Exercise:
Beginning at the line that contains "Question. Locate the passenger", write out every line down to the end of the records, with both ends kept and nothing added.
Provided data section start
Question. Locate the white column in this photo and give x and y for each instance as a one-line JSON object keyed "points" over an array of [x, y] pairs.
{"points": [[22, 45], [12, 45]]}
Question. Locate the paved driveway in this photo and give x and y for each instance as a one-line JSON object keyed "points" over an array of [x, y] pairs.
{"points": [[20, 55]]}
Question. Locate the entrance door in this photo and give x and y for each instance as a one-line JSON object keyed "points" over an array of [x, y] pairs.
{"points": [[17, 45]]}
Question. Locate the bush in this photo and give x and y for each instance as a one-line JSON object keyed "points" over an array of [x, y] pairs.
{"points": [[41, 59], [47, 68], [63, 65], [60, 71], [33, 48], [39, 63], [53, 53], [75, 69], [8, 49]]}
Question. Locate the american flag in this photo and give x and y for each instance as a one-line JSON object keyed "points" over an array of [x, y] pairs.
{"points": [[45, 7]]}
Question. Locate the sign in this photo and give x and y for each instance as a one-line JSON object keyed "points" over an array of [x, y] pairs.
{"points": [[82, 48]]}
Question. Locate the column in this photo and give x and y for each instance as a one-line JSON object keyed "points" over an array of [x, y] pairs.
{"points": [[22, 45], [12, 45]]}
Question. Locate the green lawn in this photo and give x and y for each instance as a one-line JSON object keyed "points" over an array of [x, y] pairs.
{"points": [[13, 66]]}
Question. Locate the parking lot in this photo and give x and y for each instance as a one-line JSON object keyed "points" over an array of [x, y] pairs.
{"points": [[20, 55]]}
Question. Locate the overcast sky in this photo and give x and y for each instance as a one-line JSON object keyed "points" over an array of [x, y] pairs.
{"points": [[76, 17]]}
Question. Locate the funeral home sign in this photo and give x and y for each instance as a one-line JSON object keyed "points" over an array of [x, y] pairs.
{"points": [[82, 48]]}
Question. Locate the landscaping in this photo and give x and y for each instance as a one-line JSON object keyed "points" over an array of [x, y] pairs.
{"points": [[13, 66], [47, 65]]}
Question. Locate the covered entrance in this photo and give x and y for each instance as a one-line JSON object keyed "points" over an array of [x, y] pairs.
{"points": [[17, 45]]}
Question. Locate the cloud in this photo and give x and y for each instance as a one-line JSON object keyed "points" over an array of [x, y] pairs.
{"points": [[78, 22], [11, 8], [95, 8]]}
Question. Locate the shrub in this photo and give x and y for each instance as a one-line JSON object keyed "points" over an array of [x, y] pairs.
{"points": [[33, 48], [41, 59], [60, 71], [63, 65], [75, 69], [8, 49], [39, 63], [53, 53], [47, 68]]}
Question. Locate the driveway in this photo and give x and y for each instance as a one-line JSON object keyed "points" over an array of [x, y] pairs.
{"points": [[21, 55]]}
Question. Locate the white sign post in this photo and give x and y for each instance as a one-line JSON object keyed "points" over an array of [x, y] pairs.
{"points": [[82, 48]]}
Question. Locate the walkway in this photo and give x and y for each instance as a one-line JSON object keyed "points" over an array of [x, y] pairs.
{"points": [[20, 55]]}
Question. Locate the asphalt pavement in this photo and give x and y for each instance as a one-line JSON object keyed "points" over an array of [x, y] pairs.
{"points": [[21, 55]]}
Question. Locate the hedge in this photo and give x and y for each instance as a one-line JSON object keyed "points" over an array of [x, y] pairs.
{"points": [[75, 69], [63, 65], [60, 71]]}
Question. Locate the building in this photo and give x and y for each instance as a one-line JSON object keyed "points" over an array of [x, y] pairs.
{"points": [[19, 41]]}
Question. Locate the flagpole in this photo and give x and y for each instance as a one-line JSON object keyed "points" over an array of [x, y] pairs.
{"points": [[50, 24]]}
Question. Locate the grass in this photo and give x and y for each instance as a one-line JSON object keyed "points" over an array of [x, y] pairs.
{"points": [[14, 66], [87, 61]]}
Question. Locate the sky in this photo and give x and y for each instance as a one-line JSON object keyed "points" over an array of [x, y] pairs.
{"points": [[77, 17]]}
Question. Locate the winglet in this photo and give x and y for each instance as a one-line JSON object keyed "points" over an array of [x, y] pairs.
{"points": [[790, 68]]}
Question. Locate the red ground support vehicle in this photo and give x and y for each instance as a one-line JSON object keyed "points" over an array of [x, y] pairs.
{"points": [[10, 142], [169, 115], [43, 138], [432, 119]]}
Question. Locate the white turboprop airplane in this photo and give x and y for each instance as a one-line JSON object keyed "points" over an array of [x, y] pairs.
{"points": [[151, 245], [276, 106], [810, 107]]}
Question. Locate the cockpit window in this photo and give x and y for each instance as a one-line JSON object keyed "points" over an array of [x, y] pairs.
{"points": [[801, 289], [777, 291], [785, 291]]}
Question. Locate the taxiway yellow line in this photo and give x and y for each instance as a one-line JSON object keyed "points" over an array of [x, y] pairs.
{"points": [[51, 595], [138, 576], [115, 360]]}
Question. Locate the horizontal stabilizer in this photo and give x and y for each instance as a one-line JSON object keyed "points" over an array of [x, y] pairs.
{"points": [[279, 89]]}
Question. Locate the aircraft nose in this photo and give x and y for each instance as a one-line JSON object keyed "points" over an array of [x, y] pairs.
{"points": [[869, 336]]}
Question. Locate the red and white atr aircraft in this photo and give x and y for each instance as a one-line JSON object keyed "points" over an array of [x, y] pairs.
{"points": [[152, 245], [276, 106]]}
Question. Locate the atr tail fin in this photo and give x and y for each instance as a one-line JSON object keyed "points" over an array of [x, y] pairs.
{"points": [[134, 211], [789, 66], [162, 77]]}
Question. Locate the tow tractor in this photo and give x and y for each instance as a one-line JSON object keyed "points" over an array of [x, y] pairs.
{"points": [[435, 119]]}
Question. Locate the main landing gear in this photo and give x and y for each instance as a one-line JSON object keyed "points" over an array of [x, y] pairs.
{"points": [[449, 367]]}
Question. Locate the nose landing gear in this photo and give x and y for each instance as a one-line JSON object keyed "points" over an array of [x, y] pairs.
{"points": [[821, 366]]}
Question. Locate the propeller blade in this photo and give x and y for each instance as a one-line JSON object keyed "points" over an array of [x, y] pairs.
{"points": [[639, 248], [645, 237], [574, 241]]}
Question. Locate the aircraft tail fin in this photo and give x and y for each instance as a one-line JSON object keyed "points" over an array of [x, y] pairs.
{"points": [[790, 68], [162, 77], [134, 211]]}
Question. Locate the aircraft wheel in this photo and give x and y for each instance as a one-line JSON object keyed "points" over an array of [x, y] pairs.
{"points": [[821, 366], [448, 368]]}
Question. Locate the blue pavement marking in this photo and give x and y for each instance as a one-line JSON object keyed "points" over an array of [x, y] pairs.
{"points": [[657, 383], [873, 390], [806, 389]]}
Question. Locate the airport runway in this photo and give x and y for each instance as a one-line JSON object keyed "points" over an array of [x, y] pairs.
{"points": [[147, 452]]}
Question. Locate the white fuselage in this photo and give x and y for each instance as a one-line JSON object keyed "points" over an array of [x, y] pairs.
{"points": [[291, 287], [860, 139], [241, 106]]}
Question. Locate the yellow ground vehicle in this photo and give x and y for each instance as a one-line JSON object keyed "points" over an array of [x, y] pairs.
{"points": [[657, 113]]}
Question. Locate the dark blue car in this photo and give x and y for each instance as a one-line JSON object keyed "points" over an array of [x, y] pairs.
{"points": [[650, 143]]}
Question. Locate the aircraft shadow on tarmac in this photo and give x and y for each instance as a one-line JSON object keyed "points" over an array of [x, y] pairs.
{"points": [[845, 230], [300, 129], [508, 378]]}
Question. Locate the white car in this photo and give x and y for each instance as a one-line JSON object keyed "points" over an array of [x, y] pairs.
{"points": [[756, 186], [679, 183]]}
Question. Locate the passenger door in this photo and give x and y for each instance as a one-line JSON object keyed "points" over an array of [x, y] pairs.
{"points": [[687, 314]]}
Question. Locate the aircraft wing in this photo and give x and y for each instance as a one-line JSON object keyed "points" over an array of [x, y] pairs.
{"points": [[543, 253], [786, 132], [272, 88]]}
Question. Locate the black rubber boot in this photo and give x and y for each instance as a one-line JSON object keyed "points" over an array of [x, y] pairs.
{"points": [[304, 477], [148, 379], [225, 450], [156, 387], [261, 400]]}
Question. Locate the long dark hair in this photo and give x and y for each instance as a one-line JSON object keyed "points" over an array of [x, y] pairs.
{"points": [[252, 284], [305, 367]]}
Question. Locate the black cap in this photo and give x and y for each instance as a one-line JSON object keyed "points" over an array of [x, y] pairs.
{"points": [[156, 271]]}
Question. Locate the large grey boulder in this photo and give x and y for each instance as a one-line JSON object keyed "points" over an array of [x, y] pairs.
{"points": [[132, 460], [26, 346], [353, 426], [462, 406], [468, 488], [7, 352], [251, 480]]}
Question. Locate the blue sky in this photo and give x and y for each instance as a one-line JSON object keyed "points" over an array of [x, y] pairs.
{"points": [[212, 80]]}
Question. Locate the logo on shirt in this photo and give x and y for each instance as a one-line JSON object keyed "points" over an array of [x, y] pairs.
Provided data section end
Answer to this task:
Question. Locate the passenger door in this photo and give x and y for each instance as a one-line JSON object keyed "points" over an array of [x, y] pairs.
{"points": [[687, 314]]}
Question. Locate the aircraft wing in this photo and give x and y for each instance as a one-line JSON object keyed "points" over an array of [x, y] pairs.
{"points": [[543, 253], [786, 132], [272, 88]]}
Question. Locate the black rubber boot in this photo and give x and y for each instance as a one-line JSON object keyed "points" over an array of [x, y] pairs.
{"points": [[304, 477], [148, 379], [225, 450], [156, 387], [261, 400]]}
Question. Locate the long dark hair in this photo and give x and y for each instance as a one-line JSON object keyed "points" over an array of [x, y] pairs.
{"points": [[252, 284], [305, 367]]}
Question. Locate the black cap in this photo and give x and y for each instance as a one-line JSON object keyed "points" over an array of [x, y] pairs.
{"points": [[156, 271]]}
Question. Locate the large grey boulder in this photo and give x and y for each instance as a one-line JSON object keyed "points" over an array of [x, y] pairs.
{"points": [[132, 460], [26, 346], [353, 426], [462, 406], [468, 488], [7, 352], [251, 480]]}
Question. Locate the blue sky in this photo and give x and y for each instance as a one-line JSON object keyed "points" over an array of [x, y] pairs.
{"points": [[212, 80]]}
Question. Locate the logo on shirt in this photo and give x and y for each instance as a one-line JSON object keyed "points" over an array of [x, y] pairs.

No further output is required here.